TIMESINDONESIA, BONDOWOSO – Pada setiap goresan krayon anak-anak kita, tersimpan harapan tentang Indonesia. Di balik gambar matahari tersenyum, sawah hijau, dan bendera merah putih berkibar, ada imajinasi tentang negeri impian.
Anak-anak, meskipun suaranya kecil, sebenarnya memiliki gambaran tentang masa depan bangsanya. Gambaran yang mereka lukis, baik secara nyata di atas kertas maupun dalam benak mereka, adalah sketsa Indonesia versi mereka sendiri.
Sayangnya, suara mereka masih kerap dianggap angin lalu. Narasi pembangunan sering memposisikan anak hanya sebagai objek perlindungan. Mereka dilihat sebagai pihak yang harus dijaga, dirawat, dan diberi pendidikan.
Semua itu memang benar, namun belum cukup. Perlindungan memang hak dasar, tapi lebih dari itu, anak-anak harus diberi ruang untuk berpartisipasi aktif. Mereka bukan sekadar pewaris masa depan, melainkan penggagas masa depan itu sendiri.
Di berbagai forum Parlemen Anak di Indonesia, kita bisa melihat betapa serius dan jernihnya pemikiran anak-anak ketika diberi kesempatan bicara. Mereka menyampaikan harapan tentang sekolah tanpa kekerasan, kampung yang aman, dan udara bersih.
Bahkan, mereka mampu menawarkan solusi nyata atas persoalan di sekitarnya. Seperti ajakan sederhana menjaga kebersihan sekolah, hingga usulan penyediaan ruang baca di desa. Dalam forum itu, anak-anak tidak sekadar bertanya, mereka berpikir dan menawarkan jalan keluar.
Namun ruang-ruang partisipasi anak seperti itu masih sangat terbatas. Baik di lingkungan keluarga, sekolah, maupun pemerintahan daerah, pendapat anak belum sungguh dihargai. Mereka dianggap belum cukup paham untuk bicara soal pembangunan.
Di sinilah kita melakukan kesalahan besar: mengabaikan ide segar dan jujur yang justru bisa memperkaya arah pembangunan kita. Setiap gagasan yang mereka utarakan, sekecil apapun, adalah cermin dari kebutuhan dan impian mereka akan negeri ini.

## Tugas Anda
Tuliskan lanjutan tulisan tentang suara anak dalam pembangunan di atas, mulai tepat sesudah kalimat terakhirnya.

## Data yang Diberikan
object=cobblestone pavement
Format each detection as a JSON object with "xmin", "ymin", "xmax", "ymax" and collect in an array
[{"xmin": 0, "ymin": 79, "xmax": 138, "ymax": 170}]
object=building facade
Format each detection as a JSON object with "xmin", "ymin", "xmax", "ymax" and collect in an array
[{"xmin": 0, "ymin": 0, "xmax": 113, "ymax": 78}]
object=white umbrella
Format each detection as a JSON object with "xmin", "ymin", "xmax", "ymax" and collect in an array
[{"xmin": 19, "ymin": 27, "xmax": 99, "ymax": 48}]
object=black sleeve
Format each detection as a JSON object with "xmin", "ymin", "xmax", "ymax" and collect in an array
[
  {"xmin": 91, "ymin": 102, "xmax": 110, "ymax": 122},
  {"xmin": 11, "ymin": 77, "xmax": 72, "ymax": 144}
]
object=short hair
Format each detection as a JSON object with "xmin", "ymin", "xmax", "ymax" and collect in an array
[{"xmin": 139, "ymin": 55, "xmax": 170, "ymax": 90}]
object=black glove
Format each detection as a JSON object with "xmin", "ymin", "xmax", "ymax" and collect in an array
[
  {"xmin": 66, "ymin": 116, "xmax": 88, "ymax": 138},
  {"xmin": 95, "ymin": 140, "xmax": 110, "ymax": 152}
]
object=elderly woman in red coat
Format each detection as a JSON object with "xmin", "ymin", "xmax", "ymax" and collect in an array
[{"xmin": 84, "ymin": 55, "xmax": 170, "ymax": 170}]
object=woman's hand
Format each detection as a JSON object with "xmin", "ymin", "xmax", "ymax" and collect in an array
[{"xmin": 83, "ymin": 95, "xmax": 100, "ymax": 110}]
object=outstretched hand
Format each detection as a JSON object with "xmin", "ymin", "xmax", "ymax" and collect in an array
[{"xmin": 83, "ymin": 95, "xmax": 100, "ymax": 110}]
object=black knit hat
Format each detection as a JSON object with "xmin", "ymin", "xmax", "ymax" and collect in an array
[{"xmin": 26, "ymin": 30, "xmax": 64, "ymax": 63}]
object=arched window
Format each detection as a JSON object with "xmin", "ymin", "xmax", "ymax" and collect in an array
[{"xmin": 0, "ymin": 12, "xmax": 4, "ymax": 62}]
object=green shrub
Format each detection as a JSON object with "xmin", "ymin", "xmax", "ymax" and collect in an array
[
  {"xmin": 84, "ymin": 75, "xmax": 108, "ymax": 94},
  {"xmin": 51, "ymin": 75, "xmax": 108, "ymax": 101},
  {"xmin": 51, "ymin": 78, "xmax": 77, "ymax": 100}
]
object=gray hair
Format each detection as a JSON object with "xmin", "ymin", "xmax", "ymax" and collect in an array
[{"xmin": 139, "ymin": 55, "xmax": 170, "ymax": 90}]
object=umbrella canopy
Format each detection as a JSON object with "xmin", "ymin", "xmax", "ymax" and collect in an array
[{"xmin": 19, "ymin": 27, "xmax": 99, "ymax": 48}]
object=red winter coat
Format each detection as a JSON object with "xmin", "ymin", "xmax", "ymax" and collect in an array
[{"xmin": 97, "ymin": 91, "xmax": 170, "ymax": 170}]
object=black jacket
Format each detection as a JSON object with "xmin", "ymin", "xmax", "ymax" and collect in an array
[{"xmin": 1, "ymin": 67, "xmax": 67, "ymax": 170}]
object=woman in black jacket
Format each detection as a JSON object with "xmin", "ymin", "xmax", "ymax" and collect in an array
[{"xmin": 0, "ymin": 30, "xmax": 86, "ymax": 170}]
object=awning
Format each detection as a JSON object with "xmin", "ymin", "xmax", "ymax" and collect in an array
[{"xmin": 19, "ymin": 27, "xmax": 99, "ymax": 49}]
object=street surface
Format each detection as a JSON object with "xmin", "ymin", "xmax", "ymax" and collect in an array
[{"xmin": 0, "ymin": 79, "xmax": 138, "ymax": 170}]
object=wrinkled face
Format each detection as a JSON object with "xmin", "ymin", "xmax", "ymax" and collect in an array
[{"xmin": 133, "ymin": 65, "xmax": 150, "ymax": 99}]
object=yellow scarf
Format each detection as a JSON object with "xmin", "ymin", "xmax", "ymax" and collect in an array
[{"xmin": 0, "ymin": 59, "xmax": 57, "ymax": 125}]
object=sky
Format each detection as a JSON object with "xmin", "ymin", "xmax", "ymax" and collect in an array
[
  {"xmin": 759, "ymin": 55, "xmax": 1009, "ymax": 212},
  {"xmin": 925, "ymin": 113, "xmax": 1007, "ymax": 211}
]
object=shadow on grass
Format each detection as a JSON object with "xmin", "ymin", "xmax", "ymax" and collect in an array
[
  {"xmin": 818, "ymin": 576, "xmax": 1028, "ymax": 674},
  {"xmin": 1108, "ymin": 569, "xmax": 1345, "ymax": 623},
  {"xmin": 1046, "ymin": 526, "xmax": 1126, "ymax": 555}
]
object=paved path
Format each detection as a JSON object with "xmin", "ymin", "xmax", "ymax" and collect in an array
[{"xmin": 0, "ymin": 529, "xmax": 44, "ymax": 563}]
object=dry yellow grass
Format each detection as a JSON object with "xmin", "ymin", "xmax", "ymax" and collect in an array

## Hasilnya
Anak-anak Indonesia memimpikan negeri yang sederhana namun penuh makna. Dalam sketsa mereka, Indonesia adalah negara yang aman, bersih, ramah, dan damai.
Mereka ingin sekolah yang ramah, guru yang tidak galak, serta taman bermain di setiap kampung. Mereka berharap semua orang bisa hidup berdampingan, tanpa saling membenci meskipun berbeda suku, agama, atau bahasa.
Di sisi lain, mereka juga membayangkan Indonesia yang modern. Ada mobil terbang, rumah pintar, dan robot guru. Namun di antara semua kemajuan itu, mereka tetap ingin masyarakat yang ramah, suka membantu, dan tidak egois. Mereka ingin Indonesia tetap menjadi tempat di mana saling menyapa lebih penting daripada sibuk dengan gawai.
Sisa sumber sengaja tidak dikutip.